[Exercise goal] How many lines in the items below contain the word "white"? Case counts. Reply with the number alone.

[Input material]
● ● ● ● ● ● ●
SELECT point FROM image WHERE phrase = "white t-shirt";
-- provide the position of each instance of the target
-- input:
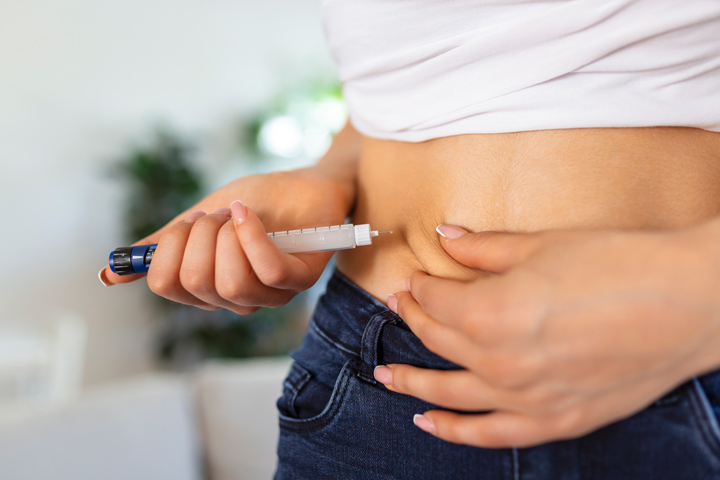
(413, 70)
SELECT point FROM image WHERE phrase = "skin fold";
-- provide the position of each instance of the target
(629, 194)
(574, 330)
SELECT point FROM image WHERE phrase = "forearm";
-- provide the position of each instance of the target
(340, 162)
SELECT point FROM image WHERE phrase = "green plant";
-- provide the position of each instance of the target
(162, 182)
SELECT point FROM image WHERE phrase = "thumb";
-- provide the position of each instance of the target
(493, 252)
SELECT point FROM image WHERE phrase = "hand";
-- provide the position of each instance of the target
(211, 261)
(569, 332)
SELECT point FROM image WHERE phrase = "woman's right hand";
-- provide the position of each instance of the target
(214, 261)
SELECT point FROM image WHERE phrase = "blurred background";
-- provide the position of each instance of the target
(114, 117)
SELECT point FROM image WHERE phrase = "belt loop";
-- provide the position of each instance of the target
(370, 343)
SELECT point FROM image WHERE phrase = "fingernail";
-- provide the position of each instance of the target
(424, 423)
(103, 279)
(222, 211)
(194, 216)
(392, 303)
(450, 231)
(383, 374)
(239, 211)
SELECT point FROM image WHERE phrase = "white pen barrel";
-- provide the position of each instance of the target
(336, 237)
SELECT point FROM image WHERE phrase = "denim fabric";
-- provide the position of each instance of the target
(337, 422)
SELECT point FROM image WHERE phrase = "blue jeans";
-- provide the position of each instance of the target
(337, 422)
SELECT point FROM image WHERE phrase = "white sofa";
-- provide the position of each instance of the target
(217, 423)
● ● ● ● ● ● ●
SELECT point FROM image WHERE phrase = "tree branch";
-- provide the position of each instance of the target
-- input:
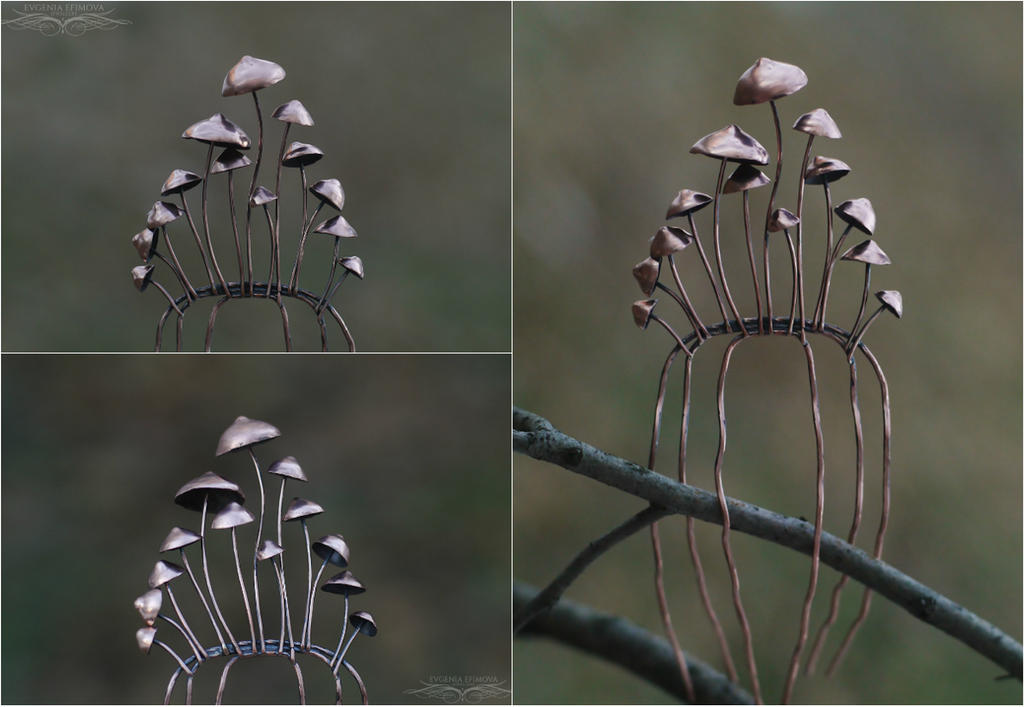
● ● ● ● ● ● ●
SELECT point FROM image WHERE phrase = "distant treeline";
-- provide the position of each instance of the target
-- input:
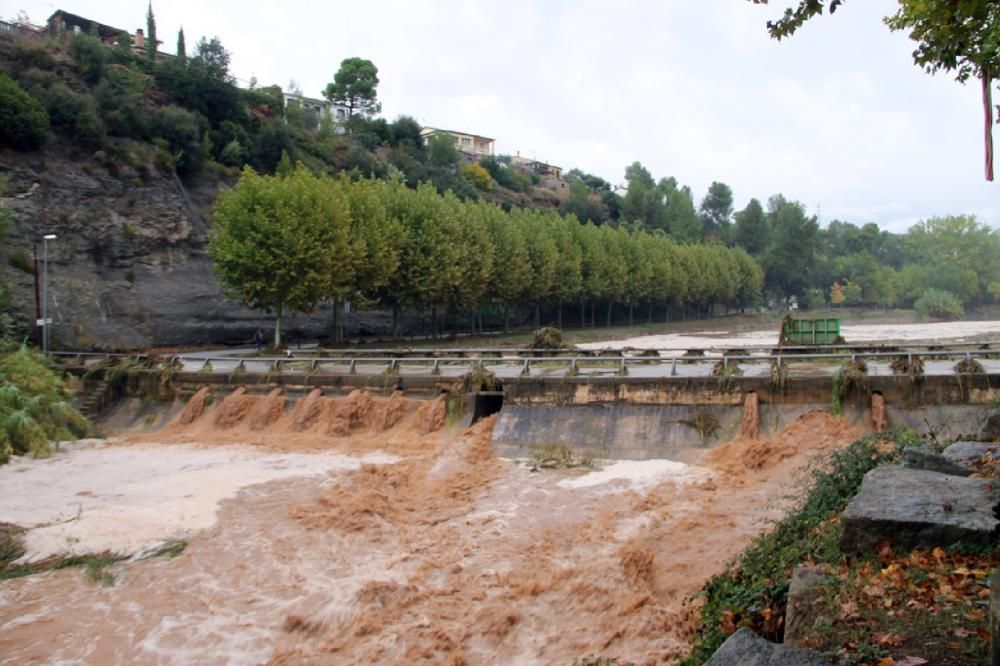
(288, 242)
● ● ● ● ● ● ●
[Result for this task] 3